Records from a data collection
++++++++

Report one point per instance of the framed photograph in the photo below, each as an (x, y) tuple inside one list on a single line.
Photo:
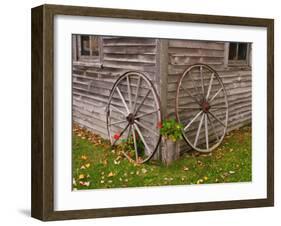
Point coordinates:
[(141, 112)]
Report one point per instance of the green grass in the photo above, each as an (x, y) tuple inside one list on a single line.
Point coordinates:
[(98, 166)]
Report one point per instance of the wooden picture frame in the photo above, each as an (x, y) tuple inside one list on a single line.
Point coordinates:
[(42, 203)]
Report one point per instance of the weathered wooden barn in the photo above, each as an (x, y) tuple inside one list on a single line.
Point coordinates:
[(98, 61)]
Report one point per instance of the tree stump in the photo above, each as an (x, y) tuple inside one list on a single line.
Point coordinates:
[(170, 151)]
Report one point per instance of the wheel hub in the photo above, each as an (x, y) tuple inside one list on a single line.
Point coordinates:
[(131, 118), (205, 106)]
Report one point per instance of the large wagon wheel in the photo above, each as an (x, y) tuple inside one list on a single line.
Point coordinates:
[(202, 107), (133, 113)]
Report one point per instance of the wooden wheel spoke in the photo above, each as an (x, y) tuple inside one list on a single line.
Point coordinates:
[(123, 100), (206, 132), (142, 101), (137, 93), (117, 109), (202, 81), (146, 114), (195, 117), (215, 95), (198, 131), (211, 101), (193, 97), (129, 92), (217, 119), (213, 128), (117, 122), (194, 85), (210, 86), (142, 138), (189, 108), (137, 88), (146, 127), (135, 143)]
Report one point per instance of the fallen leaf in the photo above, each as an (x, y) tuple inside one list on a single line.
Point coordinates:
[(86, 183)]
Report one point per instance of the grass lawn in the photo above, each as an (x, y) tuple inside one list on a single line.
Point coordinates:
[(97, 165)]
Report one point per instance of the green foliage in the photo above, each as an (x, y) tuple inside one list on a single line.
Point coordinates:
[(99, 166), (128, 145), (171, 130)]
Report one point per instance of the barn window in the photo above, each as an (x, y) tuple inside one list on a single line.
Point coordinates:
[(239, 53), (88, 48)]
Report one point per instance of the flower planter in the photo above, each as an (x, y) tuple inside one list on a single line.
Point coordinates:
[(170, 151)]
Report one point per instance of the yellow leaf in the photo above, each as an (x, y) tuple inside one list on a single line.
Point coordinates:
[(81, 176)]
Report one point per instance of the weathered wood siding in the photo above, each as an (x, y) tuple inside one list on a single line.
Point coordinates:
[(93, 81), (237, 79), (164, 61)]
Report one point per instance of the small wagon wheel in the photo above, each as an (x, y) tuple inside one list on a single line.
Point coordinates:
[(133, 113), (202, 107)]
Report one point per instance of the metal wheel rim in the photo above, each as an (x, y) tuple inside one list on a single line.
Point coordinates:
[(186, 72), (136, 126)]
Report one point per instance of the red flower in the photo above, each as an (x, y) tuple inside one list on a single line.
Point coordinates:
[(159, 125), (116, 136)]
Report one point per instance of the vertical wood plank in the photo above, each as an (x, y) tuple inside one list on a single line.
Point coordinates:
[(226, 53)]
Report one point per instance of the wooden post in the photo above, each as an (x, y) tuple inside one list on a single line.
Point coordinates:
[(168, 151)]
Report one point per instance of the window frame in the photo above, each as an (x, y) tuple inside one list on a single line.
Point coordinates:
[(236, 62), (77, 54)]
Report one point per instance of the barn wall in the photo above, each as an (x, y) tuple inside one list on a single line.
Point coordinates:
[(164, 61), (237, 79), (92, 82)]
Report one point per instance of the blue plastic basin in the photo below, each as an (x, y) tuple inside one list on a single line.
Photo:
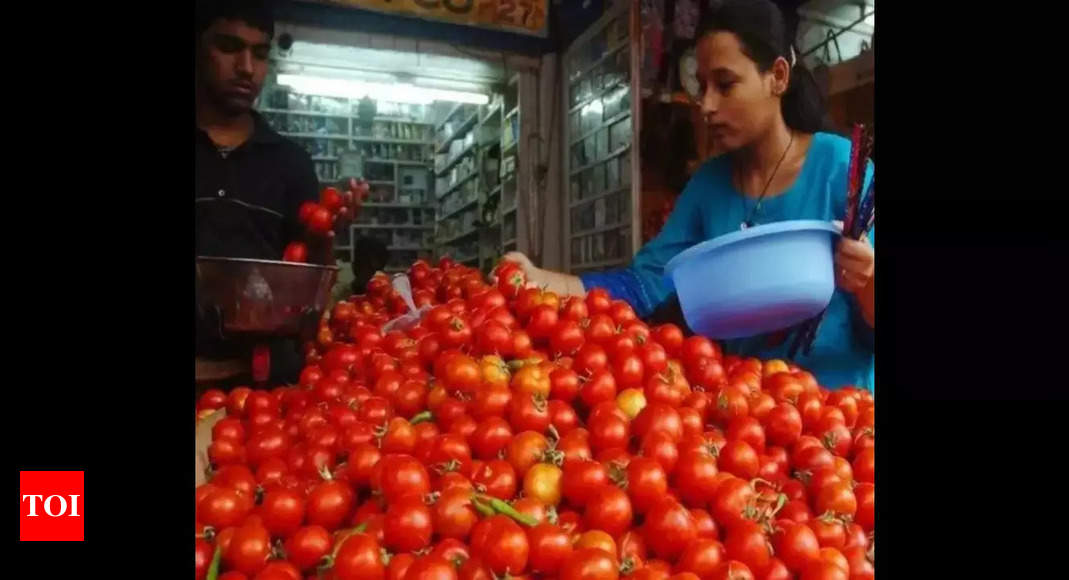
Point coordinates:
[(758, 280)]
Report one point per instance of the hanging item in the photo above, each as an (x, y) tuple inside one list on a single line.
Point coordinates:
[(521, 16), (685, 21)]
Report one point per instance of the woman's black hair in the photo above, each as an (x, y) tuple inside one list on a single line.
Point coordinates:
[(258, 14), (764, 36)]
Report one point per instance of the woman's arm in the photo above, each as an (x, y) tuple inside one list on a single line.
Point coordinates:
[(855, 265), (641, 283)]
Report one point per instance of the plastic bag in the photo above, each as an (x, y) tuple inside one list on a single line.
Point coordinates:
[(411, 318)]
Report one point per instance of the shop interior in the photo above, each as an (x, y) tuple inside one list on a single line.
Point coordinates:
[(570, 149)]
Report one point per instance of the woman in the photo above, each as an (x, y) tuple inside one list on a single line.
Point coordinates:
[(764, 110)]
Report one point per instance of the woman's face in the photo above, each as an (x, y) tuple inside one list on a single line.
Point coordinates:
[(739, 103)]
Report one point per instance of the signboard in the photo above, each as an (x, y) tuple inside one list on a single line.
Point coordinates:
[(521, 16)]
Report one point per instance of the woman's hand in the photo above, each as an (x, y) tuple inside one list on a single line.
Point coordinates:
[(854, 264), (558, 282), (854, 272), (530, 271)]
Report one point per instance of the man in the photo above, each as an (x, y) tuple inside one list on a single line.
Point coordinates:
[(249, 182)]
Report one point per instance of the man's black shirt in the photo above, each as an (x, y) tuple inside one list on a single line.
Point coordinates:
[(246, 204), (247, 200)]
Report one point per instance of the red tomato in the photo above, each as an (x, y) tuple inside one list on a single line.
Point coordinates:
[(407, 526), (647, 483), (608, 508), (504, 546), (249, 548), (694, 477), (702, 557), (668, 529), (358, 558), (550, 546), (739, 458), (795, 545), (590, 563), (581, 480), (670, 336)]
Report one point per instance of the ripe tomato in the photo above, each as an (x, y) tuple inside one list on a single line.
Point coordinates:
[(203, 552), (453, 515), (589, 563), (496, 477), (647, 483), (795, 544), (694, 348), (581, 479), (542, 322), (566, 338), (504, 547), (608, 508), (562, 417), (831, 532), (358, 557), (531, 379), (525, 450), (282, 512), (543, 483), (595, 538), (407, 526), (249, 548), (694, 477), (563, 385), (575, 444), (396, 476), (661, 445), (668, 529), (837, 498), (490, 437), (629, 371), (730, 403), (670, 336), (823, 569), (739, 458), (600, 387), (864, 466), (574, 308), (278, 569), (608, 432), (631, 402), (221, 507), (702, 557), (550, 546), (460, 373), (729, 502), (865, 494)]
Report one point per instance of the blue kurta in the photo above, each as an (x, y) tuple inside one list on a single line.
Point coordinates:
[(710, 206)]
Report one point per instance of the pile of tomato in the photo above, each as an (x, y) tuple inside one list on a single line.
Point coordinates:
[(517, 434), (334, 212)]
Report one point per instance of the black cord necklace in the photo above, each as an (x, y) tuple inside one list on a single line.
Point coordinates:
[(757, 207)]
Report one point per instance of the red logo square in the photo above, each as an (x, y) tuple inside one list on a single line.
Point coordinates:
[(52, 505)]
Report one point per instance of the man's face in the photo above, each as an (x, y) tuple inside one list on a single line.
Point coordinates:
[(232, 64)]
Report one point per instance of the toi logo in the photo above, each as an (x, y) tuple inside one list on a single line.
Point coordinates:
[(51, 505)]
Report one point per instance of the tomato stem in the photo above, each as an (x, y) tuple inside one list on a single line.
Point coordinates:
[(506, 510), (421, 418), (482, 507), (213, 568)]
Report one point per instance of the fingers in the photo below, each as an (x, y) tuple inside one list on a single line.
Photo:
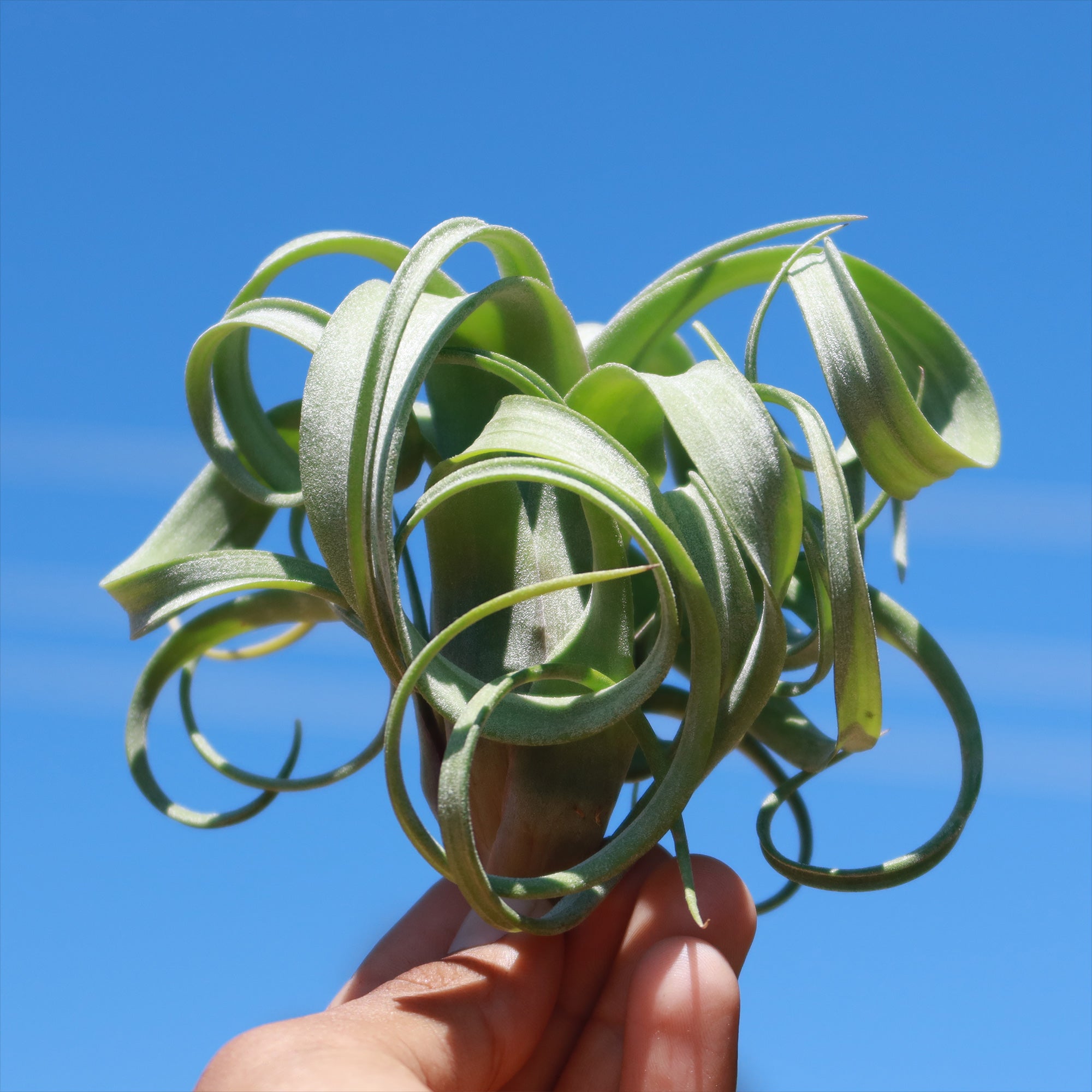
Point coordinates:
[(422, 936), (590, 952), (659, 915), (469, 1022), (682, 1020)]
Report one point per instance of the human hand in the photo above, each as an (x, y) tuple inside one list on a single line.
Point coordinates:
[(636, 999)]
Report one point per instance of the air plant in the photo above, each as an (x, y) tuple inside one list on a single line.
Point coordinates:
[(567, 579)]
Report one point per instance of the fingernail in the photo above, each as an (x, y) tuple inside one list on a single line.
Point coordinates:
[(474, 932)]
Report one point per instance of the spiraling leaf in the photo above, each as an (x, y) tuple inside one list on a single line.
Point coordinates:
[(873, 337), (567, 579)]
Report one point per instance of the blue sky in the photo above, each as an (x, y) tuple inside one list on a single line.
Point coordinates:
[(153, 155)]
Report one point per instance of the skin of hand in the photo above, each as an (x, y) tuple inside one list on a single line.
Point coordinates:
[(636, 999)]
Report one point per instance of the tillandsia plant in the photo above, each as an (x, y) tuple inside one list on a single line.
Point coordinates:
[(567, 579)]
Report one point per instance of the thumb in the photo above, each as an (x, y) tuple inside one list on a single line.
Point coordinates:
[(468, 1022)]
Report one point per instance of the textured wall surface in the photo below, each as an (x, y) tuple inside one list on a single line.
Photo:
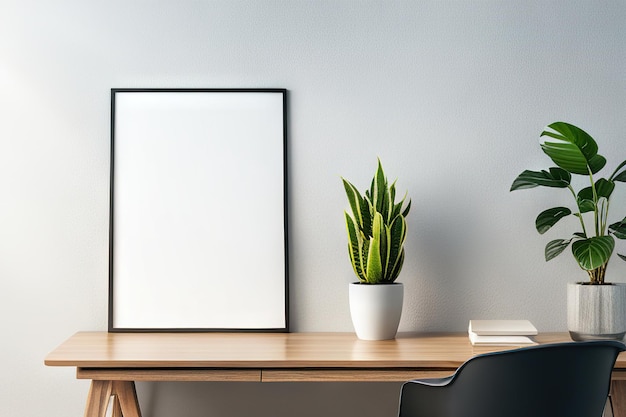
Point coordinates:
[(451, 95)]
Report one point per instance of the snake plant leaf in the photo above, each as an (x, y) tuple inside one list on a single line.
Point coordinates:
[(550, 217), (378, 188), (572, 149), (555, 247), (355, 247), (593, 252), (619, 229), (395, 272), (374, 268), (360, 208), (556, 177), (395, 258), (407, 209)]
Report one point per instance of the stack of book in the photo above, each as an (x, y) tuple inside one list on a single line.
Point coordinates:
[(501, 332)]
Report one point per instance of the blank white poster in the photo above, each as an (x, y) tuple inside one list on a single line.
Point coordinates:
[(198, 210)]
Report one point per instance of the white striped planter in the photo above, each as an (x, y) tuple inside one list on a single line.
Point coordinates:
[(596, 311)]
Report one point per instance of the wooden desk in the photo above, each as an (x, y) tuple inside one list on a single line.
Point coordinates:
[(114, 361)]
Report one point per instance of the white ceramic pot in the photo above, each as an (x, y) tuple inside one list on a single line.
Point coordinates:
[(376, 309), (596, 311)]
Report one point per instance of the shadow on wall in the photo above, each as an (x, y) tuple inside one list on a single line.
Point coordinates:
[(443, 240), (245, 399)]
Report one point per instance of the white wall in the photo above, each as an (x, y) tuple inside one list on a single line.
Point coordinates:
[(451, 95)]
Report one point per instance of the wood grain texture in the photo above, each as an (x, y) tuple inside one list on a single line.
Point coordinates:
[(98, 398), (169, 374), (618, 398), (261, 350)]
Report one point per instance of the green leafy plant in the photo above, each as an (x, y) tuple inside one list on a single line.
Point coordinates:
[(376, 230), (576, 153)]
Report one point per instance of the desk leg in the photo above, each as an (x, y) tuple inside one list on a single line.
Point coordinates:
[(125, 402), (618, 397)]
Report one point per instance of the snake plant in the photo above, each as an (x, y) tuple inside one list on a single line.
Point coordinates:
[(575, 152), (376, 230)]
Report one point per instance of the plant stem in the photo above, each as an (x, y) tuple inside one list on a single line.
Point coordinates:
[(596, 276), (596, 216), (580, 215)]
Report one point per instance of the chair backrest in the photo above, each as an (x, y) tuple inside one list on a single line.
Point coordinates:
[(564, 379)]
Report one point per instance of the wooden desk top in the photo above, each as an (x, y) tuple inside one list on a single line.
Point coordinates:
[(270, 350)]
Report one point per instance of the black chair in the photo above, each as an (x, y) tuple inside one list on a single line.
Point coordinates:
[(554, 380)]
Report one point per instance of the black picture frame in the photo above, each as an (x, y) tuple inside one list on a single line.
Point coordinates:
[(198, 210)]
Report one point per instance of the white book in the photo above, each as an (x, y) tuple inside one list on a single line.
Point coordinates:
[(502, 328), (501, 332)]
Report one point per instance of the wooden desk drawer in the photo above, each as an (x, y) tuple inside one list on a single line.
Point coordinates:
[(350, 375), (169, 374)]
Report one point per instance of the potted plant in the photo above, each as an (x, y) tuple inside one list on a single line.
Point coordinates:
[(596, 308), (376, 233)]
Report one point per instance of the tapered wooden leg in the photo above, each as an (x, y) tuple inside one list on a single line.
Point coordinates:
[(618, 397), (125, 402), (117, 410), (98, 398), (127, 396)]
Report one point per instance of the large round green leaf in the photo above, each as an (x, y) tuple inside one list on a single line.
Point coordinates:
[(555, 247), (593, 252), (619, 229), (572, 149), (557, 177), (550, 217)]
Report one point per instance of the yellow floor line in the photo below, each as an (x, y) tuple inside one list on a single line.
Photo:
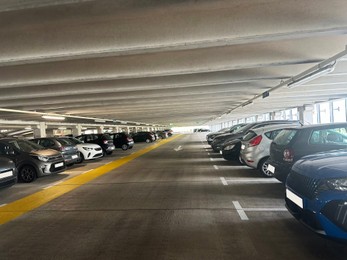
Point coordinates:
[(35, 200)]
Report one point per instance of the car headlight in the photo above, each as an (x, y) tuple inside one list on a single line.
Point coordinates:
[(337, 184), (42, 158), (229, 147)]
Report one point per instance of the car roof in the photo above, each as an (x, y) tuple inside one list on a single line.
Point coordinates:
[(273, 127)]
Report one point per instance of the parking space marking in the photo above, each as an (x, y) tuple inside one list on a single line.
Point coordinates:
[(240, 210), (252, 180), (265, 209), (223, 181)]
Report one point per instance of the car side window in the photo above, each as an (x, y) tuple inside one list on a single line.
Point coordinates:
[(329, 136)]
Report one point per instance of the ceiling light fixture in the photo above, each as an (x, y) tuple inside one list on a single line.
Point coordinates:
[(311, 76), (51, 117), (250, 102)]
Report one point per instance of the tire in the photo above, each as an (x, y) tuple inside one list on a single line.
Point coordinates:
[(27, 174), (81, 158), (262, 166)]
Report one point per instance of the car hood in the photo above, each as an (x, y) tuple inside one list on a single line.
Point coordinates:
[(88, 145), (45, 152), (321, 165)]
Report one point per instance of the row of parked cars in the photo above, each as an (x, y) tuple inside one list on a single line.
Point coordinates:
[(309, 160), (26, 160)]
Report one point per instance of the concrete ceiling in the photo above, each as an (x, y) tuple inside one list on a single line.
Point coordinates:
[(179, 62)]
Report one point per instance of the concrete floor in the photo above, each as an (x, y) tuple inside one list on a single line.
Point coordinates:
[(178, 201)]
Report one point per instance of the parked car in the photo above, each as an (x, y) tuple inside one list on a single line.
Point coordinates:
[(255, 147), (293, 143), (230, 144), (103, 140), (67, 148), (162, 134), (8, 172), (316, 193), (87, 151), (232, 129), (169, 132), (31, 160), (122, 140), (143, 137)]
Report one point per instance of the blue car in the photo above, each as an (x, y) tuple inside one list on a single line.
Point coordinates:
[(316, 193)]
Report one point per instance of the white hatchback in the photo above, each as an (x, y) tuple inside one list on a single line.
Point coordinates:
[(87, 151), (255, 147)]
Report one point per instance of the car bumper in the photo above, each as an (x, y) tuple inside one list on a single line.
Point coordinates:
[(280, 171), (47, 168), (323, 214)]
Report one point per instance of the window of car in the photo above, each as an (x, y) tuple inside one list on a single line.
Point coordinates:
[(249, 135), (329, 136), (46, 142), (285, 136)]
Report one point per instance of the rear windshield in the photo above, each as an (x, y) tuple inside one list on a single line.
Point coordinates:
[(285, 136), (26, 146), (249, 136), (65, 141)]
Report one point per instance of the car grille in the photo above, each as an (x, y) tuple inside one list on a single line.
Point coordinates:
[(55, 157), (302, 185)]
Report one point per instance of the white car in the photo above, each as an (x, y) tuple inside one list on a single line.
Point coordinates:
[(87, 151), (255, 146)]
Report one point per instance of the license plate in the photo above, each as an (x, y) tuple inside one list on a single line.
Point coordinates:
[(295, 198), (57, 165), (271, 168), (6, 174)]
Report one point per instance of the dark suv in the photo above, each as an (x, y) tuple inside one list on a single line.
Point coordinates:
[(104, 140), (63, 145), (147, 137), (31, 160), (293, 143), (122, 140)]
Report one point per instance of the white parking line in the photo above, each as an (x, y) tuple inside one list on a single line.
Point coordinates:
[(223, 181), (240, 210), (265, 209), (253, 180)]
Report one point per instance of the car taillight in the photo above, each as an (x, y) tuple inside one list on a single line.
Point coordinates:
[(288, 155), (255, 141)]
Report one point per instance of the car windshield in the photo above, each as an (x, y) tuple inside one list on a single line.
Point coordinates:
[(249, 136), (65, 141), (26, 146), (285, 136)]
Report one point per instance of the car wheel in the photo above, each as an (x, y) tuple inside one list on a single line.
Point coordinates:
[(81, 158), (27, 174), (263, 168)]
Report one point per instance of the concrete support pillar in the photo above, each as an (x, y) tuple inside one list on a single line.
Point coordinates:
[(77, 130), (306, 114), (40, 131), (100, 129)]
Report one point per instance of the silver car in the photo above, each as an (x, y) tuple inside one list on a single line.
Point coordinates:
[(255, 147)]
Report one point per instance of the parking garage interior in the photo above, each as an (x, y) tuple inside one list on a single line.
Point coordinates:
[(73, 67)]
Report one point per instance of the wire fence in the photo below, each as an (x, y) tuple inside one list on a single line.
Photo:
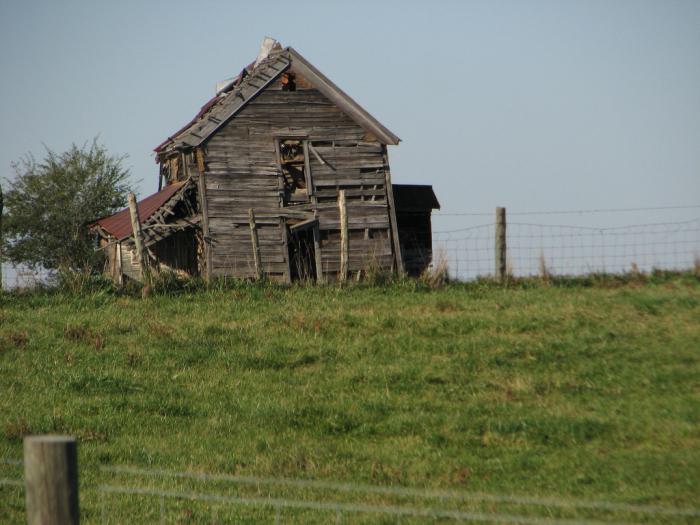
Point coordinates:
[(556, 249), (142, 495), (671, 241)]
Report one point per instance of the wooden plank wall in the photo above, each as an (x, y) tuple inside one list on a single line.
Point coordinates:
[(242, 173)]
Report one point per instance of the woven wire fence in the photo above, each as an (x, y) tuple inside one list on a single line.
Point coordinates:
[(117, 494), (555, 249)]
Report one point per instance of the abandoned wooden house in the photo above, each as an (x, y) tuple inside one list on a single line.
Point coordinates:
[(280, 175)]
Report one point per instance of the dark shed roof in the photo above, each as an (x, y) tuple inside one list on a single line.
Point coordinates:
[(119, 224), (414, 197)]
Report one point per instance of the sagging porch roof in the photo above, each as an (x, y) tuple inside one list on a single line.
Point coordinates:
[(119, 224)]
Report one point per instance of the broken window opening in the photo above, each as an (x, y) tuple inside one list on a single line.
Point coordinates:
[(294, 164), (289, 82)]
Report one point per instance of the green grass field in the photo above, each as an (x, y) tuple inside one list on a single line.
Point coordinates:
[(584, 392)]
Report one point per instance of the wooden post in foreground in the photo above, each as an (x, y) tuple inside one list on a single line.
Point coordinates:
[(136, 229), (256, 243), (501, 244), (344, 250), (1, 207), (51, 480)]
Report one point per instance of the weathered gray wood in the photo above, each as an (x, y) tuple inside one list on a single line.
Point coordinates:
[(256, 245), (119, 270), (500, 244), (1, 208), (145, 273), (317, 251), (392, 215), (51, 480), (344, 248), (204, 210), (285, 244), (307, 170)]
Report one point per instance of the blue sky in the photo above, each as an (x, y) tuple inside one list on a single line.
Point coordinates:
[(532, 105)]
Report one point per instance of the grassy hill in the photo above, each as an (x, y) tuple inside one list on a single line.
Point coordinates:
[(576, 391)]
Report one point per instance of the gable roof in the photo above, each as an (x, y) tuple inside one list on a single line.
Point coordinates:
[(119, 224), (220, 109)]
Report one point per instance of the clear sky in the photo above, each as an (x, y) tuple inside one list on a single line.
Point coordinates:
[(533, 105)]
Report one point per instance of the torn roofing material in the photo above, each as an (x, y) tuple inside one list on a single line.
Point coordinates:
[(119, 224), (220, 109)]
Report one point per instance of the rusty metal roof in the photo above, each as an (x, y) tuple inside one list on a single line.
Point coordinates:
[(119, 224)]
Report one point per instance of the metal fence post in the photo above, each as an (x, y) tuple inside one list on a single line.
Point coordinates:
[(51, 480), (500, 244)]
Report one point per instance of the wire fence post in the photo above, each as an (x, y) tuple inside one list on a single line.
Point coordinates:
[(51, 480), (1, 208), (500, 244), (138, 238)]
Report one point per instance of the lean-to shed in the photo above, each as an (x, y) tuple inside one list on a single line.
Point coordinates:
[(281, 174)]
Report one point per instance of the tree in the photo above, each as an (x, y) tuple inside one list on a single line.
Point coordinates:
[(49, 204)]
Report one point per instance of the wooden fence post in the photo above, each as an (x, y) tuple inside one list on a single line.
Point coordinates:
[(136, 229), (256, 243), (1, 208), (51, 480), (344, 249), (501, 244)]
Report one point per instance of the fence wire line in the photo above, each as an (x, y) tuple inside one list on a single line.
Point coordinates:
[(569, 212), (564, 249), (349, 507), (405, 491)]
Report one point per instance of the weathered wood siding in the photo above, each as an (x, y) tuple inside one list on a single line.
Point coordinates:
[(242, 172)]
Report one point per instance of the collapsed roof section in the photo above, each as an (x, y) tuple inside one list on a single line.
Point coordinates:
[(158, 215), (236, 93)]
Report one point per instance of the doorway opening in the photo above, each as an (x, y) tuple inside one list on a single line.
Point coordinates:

++++++++

### Prompt
Copy out, line for line, the rows from the line containing "Report one point per instance of the woman's hand" through the line containing "[(854, 264), (558, 282), (854, 272), (530, 271)]", including both of those lines.

### The output
Report one point per instance of the woman's hand in the photo above, each as an (x, y) tuple inside one list on a single line.
Point coordinates:
[(854, 264), (558, 282), (854, 272), (530, 271)]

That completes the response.